* [About this exercise] Exact copies of the line with "mark: the innermost point of each instance of the elbow" and of all lines after it through the end of the entries are required, and no other lines.

* [Data extracts]

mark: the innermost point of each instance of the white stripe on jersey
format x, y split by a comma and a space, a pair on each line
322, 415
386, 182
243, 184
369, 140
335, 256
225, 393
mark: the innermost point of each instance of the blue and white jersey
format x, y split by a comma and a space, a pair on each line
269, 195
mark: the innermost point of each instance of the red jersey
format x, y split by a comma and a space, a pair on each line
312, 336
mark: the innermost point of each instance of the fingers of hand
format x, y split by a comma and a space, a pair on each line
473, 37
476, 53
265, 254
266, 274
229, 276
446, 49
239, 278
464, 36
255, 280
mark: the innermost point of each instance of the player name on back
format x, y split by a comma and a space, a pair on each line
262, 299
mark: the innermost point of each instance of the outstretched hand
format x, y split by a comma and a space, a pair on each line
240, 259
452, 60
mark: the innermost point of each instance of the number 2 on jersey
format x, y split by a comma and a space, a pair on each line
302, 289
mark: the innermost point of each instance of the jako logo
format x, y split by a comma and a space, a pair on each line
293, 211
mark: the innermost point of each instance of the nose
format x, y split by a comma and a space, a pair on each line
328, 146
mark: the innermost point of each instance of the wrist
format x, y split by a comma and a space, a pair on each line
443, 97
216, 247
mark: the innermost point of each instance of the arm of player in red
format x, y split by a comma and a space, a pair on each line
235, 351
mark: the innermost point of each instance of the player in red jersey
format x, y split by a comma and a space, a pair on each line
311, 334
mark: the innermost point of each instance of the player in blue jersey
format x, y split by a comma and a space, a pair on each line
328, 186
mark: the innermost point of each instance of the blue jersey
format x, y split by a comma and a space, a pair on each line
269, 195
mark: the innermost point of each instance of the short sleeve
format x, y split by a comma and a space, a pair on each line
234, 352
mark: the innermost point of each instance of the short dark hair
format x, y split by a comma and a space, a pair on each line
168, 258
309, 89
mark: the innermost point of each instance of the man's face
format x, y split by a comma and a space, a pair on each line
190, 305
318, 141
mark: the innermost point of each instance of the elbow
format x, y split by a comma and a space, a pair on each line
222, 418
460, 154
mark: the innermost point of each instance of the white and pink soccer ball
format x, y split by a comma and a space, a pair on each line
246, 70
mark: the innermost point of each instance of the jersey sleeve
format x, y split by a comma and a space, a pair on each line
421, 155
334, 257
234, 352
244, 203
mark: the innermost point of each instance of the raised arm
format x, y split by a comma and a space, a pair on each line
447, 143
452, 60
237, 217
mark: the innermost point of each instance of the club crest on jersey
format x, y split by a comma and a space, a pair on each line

* [Answer space]
mark: the innermost point of each instance of the elbow
format x, y split by a comma and a space, a pair on each line
222, 418
460, 154
mark: the innermost point of each instance of the white and pink soccer ball
format x, y split by a comma and a space, a pair on each line
246, 70
mark: the innermost point of each instance of the jersey sleeve
format x, y split by a comma and a space, a pair on each line
421, 155
334, 257
234, 352
244, 203
mark: the innermost point of each instance of the raised arm
format x, y split by a comma and a space, a pair on each line
447, 143
452, 60
237, 217
mark: the innermost point of each instance of the club crest on jersey
format x, y split by a comma and a space, a pair on each line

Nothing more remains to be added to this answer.